TO DO: Copy the listing below word for word, from its very first line down to and including the line with "284,0,1323,643".

RECORDS FOR THE EXERCISE:
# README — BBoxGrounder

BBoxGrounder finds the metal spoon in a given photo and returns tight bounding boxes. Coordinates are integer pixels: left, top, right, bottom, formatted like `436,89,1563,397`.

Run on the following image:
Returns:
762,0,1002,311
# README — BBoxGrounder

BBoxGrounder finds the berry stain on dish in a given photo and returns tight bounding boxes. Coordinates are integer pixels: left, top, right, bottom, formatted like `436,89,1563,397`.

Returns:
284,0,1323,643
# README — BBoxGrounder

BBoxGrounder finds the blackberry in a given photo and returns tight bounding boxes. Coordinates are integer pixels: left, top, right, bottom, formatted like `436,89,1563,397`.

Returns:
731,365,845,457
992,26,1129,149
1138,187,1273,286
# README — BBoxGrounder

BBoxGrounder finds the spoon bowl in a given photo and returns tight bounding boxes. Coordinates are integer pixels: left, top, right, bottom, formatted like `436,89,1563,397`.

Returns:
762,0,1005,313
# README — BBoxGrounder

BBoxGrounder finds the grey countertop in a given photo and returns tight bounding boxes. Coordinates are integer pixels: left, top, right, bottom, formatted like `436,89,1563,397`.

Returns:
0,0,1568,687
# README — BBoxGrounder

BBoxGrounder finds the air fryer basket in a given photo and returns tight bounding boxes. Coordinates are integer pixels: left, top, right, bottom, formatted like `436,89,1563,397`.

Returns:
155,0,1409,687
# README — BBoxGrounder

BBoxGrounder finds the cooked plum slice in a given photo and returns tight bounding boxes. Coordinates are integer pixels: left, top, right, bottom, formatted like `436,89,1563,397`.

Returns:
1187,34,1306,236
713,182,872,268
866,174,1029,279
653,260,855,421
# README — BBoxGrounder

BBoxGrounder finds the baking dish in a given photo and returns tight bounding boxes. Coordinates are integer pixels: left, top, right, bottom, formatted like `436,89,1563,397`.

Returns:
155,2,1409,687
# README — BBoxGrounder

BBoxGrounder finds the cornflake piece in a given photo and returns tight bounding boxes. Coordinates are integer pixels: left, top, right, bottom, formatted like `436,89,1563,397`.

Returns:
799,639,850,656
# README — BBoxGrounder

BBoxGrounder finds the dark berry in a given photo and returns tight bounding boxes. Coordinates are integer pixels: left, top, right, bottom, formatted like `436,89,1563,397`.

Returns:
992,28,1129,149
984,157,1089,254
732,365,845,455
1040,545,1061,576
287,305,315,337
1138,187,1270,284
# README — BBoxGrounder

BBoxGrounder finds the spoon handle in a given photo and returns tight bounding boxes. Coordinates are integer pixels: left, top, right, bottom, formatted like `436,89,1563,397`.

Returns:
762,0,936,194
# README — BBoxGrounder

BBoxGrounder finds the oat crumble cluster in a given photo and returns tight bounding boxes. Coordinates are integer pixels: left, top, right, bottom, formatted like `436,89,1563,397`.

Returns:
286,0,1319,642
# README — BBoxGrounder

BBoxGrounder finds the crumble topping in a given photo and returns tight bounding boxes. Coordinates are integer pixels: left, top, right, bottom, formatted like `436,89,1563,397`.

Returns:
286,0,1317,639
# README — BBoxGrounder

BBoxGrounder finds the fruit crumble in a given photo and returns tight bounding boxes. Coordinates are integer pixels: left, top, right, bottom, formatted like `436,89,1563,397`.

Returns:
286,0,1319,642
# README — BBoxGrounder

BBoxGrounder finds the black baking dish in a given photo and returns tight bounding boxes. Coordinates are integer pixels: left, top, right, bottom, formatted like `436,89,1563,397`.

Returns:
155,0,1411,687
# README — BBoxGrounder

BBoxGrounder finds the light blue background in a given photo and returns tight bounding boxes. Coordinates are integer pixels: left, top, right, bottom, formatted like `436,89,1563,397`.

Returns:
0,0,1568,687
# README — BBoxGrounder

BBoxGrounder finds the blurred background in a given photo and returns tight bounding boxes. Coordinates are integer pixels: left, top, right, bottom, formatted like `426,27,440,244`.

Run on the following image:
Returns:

EXERCISE OUTPUT:
# README — BBoxGrounder

BBoxGrounder finds the metal spoon in a given photo and returns tight bounding boxes. Coordinates are integer pixels: left, top, right, bottom, formatted like `436,89,1563,397`.

Run on the following image:
Returns:
762,0,1002,311
# README — BBoxGrounder

BBoxGrounder finds the berry stain on dish in a given photo and returns tight bounding boxes. Coordinates are integer pixels: left, top, right, bottom, formatted like `436,89,1563,397`.

Returns:
284,0,1323,643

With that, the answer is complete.